* [WRITTEN TASK]:
Give the records below as a two-column CSV with the headers "instruction" and "response" and one row per record. Put each record's text and its answer in one quoted field apiece, turning line breaks into spaces and leaving out the pictures.

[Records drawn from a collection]
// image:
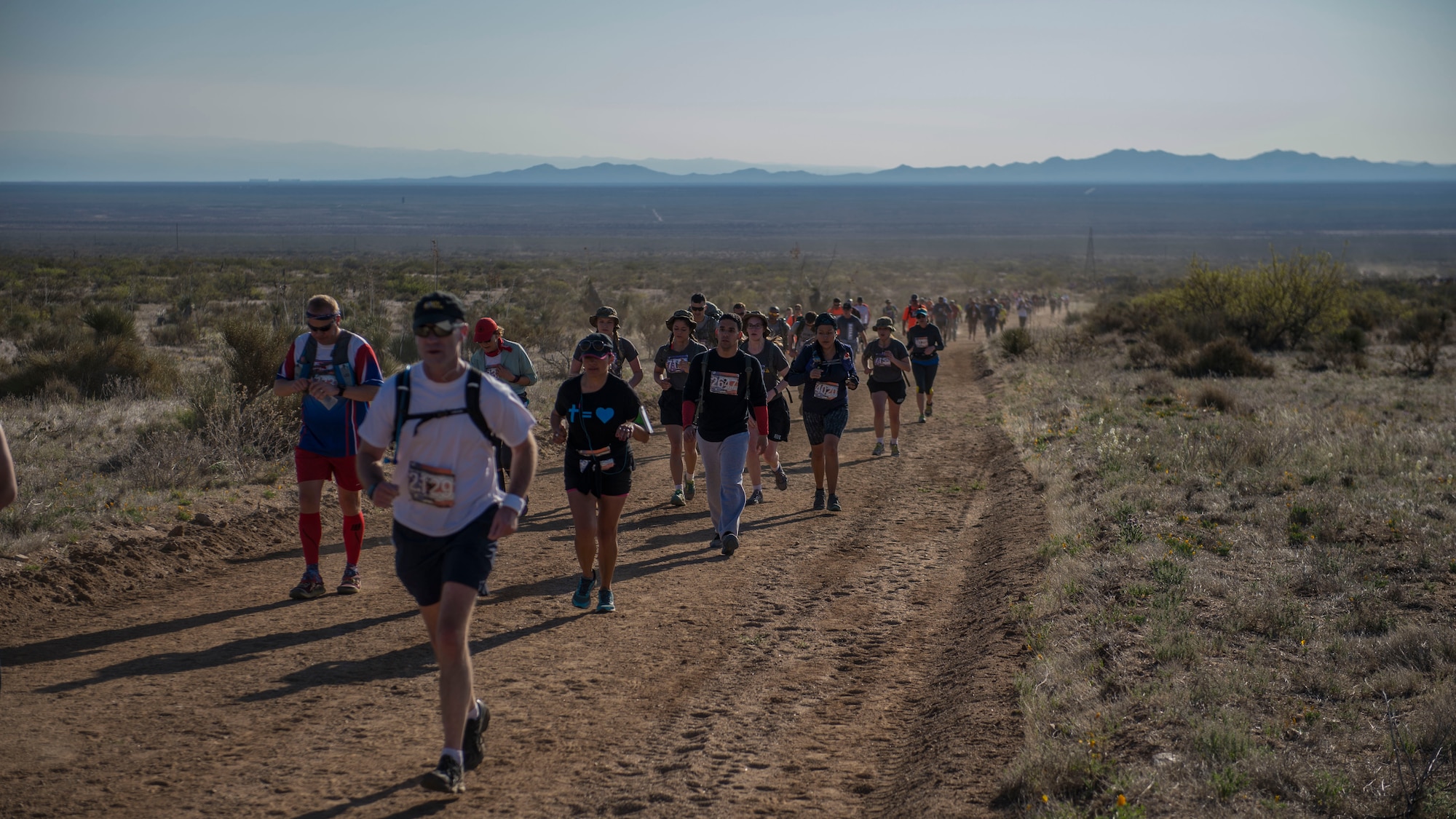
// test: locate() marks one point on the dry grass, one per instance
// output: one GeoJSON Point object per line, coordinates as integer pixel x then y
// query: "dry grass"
{"type": "Point", "coordinates": [1240, 574]}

* [WORKED ANSWER]:
instruction,response
"// image: // test: locate() marks one point on the dry grass, one per instance // output: one GeoJSON Point object per line, coordinates as integer pixel x then y // query: ""dry grass""","{""type"": ""Point"", ""coordinates"": [1240, 574]}"